═══ Data in this exercise ═══

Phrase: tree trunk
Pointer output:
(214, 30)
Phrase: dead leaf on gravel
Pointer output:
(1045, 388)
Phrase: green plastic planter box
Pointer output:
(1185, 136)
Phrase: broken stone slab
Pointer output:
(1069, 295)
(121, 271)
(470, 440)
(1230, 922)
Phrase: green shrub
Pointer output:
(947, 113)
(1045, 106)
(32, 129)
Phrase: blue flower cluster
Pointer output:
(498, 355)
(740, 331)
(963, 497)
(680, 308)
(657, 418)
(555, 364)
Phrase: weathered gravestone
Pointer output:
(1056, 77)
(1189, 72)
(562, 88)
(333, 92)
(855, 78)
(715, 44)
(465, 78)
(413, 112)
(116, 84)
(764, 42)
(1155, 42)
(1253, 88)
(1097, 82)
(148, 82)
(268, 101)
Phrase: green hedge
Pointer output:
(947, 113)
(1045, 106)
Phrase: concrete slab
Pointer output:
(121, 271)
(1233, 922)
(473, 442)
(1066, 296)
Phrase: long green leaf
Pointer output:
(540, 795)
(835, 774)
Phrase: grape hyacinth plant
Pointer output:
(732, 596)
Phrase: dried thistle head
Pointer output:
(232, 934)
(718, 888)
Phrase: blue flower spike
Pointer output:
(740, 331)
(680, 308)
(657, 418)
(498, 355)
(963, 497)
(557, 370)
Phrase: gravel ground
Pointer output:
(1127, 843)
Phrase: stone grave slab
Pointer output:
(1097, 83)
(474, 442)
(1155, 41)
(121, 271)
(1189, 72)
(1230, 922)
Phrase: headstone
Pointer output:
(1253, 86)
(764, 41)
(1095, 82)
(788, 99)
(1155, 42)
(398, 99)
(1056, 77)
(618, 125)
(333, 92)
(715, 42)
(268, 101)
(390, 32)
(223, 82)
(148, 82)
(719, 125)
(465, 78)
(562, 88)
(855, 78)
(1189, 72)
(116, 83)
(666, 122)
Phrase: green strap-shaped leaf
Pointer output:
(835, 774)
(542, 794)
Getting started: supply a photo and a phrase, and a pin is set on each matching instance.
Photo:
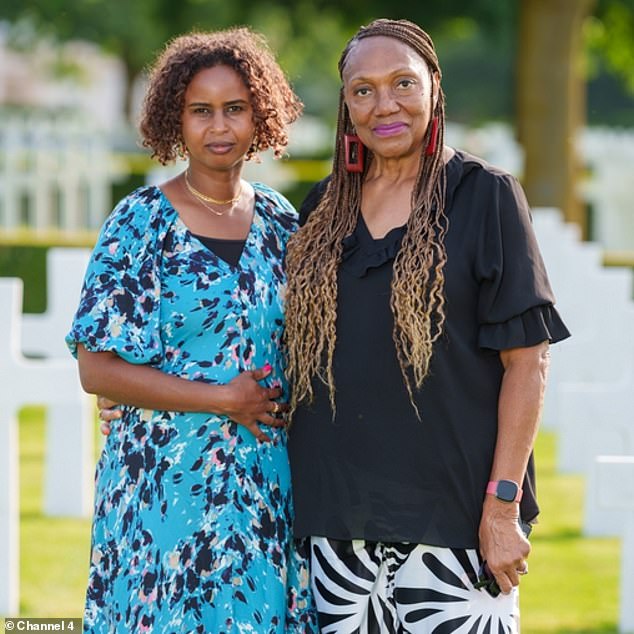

═══

### Exercise
Count lines above with the word "slab". Give the number only.

### Result of the exercise
3